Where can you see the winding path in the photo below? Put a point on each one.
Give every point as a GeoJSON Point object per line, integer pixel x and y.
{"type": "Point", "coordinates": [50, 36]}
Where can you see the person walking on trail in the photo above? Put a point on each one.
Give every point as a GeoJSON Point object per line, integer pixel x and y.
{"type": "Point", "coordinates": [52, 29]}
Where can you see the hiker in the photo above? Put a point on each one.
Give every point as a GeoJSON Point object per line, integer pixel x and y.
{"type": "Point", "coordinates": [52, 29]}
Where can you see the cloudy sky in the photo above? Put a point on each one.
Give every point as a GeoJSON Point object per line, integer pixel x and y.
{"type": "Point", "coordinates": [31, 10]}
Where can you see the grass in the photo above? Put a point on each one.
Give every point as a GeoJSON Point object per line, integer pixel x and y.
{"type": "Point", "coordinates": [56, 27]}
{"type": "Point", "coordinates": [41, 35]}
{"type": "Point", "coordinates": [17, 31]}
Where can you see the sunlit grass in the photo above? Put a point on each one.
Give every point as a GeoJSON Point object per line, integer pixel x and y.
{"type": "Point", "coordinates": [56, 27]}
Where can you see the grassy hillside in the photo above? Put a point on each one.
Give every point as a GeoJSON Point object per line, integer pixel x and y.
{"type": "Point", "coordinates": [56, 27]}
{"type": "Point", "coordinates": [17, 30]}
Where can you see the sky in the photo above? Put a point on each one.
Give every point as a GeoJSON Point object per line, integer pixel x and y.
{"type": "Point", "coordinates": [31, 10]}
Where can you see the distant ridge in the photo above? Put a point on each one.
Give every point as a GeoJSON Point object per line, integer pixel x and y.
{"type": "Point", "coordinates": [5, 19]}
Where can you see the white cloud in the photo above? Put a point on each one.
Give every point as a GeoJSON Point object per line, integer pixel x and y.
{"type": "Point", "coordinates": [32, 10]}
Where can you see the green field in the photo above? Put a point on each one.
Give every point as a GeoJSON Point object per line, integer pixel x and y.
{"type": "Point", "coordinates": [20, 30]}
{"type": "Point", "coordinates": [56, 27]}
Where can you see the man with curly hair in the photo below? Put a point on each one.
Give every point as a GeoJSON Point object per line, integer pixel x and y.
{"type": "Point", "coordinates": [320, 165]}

◆ The task ◆
Render every line of all the rows above as a numbered list, omitting blank lines.

◆ Complete response ◆
1. Where can you see the winding path in the photo below? Put a point on each one.
2. Give every point as a GeoJSON Point object per line, integer pixel x and y.
3. {"type": "Point", "coordinates": [50, 36]}
4. Where can you see the person walking on trail in the photo above? Put a point on each one.
5. Give every point as a GeoJSON Point object per line, integer pixel x and y.
6. {"type": "Point", "coordinates": [52, 29]}
7. Where can you see the hiker in the photo above? Put a point on each one.
8. Give every point as a GeoJSON Point object per line, integer pixel x and y.
9. {"type": "Point", "coordinates": [52, 29]}
10. Where can you see the cloudy sky in the photo above? Put a point on each one.
11. Give every point as a GeoJSON Point object per line, integer pixel x and y.
12. {"type": "Point", "coordinates": [31, 10]}
13. Where can you see the grass in the photo above? Put a point on each one.
14. Give every point as a GeoJSON Point object per line, integer pixel x and y.
15. {"type": "Point", "coordinates": [56, 27]}
16. {"type": "Point", "coordinates": [41, 35]}
17. {"type": "Point", "coordinates": [17, 31]}
18. Where can you see the sunlit grass in the photo above? Put a point on each one.
19. Give every point as a GeoJSON Point object per line, integer pixel x and y.
20. {"type": "Point", "coordinates": [56, 27]}
21. Where can you see the grassy hillside in the photo above? Put a point on each one.
22. Give every point as a GeoJSON Point object per line, integer pixel x and y.
23. {"type": "Point", "coordinates": [56, 27]}
24. {"type": "Point", "coordinates": [17, 30]}
25. Where can you see the sky in the photo above? Put a point on each one.
26. Give every point as a GeoJSON Point object per line, integer pixel x and y.
27. {"type": "Point", "coordinates": [31, 10]}
28. Where can you see the distant ridge in the photo above? Put a point on each one.
29. Give every point as a GeoJSON Point object per line, integer pixel x and y.
30. {"type": "Point", "coordinates": [5, 19]}
31. Where can you see the white cloud in the photo above? Put a point on each one.
32. Give every point as a GeoJSON Point object per line, integer pixel x and y.
33. {"type": "Point", "coordinates": [32, 10]}
34. Where can you see the green field in the photo above? Put a point on each one.
35. Give every point as a GeoJSON Point object per line, integer pixel x and y.
36. {"type": "Point", "coordinates": [20, 30]}
37. {"type": "Point", "coordinates": [56, 27]}
38. Where can you see the man with curly hair in the photo below? Put a point on each one.
39. Give every point as a GeoJSON Point object per line, integer pixel x and y.
40. {"type": "Point", "coordinates": [320, 165]}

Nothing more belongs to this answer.